((
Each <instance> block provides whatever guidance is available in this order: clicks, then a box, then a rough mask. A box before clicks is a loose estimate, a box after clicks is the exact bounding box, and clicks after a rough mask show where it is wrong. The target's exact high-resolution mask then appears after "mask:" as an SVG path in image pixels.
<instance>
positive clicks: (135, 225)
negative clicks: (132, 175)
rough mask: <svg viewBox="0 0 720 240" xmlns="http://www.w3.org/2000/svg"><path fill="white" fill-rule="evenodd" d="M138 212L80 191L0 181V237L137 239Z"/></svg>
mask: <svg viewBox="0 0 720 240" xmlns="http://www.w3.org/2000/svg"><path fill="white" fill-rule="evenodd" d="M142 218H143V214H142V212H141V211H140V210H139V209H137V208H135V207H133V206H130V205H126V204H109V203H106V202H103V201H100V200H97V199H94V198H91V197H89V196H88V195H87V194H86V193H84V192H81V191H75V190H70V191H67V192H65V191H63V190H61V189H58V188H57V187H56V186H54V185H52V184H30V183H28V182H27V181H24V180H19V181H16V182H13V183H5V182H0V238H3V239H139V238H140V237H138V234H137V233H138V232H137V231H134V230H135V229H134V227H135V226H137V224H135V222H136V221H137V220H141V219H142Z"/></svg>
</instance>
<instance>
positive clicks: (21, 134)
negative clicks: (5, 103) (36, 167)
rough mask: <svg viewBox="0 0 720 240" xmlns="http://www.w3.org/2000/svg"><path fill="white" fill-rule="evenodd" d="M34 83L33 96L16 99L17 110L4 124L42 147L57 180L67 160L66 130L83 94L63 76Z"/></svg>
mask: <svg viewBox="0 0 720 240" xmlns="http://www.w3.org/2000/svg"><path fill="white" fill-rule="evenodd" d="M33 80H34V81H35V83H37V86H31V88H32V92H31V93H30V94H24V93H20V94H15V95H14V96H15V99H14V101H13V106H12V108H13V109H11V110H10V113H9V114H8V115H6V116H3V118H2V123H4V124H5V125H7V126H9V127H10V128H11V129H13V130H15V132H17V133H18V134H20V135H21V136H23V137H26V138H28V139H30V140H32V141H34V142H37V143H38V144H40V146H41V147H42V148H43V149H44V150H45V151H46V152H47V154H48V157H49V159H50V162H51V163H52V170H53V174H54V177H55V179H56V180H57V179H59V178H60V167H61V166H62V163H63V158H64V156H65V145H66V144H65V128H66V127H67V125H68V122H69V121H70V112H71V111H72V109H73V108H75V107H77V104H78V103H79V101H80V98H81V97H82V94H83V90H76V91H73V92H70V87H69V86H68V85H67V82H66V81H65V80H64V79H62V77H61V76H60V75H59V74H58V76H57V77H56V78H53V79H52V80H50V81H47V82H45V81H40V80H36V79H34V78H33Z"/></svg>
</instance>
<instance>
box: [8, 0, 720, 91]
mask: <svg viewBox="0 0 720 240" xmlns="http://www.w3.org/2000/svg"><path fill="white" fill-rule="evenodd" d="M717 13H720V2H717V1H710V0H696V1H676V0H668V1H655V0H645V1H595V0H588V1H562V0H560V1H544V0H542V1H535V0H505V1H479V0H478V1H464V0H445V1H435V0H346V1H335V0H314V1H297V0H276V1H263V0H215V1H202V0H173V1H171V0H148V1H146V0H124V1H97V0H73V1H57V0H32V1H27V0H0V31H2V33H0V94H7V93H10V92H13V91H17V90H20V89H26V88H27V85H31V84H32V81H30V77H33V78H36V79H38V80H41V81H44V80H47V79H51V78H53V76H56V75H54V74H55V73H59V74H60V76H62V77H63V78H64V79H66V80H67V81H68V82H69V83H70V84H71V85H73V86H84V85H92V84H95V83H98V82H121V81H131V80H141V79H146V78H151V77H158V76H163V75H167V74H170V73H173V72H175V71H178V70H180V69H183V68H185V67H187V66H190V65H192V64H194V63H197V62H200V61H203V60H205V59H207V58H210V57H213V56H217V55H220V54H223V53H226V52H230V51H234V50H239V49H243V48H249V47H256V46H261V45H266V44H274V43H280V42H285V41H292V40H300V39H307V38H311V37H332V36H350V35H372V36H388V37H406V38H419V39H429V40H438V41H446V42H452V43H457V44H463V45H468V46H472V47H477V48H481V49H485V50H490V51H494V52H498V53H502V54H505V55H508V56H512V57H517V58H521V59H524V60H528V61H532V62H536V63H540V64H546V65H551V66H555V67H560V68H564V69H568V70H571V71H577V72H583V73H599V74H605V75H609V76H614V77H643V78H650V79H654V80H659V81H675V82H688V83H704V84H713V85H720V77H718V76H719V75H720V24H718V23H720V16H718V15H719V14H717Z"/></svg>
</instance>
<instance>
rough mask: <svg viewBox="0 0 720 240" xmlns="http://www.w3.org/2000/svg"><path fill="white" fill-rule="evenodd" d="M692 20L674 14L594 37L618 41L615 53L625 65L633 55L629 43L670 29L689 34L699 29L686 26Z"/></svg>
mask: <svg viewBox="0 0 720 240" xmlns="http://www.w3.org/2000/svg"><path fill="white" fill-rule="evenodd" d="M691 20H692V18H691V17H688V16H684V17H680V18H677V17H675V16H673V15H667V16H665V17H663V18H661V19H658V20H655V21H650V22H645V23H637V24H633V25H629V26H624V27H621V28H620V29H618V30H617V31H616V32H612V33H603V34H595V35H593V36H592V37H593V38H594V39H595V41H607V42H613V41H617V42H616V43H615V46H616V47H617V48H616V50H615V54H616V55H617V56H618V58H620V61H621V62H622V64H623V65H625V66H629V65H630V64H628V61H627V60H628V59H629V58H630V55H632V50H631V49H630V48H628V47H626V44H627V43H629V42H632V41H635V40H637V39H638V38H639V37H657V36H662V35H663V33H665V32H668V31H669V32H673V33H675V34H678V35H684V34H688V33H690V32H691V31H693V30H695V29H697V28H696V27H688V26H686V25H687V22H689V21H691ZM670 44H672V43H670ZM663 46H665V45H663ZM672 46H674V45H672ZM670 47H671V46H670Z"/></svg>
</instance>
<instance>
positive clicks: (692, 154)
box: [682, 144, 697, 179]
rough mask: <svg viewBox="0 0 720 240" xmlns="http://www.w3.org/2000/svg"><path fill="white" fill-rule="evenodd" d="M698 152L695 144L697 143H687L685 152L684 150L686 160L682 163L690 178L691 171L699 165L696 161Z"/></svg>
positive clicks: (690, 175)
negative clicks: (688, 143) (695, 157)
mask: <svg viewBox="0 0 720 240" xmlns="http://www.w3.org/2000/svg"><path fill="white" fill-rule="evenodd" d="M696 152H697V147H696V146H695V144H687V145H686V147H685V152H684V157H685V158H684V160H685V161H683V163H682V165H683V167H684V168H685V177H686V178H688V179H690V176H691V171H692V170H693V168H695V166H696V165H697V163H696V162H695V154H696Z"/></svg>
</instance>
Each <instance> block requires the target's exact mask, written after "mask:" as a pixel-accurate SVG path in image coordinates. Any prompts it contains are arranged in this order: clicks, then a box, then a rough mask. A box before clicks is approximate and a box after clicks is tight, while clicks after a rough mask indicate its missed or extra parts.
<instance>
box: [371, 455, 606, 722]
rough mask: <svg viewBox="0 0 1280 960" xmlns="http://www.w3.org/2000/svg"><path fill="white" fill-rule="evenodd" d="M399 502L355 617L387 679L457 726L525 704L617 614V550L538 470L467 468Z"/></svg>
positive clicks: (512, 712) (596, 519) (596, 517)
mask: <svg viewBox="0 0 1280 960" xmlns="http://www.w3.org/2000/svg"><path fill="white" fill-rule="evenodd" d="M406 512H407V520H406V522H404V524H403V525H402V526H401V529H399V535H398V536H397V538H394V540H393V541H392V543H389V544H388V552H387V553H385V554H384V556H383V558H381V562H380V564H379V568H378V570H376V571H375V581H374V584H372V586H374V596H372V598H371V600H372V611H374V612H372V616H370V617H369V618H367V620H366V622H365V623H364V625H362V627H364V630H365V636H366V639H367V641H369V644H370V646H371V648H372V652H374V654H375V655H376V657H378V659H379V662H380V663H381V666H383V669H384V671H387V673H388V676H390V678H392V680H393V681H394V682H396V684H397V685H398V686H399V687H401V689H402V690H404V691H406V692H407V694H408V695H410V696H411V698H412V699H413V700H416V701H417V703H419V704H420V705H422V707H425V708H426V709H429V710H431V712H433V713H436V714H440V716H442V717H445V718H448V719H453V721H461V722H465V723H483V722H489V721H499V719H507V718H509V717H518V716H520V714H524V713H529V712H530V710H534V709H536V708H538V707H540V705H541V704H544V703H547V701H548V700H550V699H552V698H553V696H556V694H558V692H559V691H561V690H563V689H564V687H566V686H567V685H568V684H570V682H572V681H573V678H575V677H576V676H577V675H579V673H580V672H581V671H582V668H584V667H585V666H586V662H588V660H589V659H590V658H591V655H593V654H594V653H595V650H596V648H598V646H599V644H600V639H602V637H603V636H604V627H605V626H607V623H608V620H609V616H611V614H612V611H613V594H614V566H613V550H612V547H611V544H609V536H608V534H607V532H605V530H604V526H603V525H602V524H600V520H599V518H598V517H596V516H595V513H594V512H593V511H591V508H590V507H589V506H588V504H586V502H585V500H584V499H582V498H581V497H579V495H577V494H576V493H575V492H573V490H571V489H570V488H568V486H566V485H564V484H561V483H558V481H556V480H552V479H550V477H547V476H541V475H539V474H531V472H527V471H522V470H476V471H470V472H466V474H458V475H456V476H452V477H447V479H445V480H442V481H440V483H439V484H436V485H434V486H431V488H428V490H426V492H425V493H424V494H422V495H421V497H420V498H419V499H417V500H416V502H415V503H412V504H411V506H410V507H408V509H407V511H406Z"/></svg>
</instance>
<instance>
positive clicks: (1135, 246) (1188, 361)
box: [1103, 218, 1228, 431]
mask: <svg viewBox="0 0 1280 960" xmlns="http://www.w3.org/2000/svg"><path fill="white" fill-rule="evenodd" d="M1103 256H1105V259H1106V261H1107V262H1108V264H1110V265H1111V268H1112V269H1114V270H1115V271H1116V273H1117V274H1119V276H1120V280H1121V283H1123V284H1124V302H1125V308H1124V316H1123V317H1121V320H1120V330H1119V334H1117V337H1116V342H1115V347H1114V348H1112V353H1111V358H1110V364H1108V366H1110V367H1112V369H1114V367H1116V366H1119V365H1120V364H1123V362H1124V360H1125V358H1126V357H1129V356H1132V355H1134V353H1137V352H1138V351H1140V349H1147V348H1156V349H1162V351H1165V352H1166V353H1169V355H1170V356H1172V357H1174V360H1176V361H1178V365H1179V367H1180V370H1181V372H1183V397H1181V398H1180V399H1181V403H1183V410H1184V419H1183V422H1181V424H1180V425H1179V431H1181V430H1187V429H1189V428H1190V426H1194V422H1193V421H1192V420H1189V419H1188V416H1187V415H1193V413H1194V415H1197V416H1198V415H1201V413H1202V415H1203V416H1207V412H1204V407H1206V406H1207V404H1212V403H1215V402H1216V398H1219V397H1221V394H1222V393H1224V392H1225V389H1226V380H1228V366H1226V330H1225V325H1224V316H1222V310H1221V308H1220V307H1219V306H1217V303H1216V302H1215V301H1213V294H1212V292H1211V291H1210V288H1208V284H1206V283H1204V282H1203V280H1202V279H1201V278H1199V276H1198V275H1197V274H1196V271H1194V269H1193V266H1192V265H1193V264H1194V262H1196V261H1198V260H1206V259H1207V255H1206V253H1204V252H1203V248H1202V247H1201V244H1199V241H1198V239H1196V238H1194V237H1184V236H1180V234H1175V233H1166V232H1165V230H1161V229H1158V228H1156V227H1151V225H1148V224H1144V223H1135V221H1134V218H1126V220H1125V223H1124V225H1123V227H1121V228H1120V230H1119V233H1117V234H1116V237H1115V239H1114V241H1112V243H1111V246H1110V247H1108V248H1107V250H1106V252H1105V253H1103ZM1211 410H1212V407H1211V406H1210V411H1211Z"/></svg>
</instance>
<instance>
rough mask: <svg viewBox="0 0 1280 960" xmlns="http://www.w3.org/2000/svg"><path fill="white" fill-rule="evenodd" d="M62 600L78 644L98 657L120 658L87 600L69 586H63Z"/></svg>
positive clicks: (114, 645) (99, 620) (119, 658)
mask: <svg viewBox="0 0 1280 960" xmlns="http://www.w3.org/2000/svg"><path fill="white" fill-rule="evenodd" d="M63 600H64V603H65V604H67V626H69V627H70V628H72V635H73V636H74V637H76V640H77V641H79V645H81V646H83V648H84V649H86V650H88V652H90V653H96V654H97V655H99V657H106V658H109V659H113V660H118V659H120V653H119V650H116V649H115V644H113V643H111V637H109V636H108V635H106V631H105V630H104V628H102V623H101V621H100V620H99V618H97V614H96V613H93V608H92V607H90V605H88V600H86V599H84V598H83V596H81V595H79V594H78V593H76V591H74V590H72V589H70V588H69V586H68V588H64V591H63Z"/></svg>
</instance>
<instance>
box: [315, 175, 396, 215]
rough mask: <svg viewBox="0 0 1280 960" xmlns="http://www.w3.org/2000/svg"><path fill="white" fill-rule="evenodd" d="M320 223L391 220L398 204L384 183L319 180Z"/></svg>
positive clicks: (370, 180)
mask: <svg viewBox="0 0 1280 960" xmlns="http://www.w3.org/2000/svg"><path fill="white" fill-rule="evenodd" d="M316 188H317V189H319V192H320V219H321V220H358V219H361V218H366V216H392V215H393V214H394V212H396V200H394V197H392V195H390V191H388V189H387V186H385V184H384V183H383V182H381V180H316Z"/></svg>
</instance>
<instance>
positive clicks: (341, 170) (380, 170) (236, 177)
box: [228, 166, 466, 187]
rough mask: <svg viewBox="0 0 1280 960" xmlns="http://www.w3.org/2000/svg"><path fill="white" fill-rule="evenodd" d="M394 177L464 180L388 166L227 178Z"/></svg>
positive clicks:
))
Quote the items word for word, beginning with the line that contains "177L464 180L388 166L227" and continuing through the last line of the items.

→ Response box:
rough mask: <svg viewBox="0 0 1280 960" xmlns="http://www.w3.org/2000/svg"><path fill="white" fill-rule="evenodd" d="M394 177L464 180L388 166L227 178Z"/></svg>
positive clicks:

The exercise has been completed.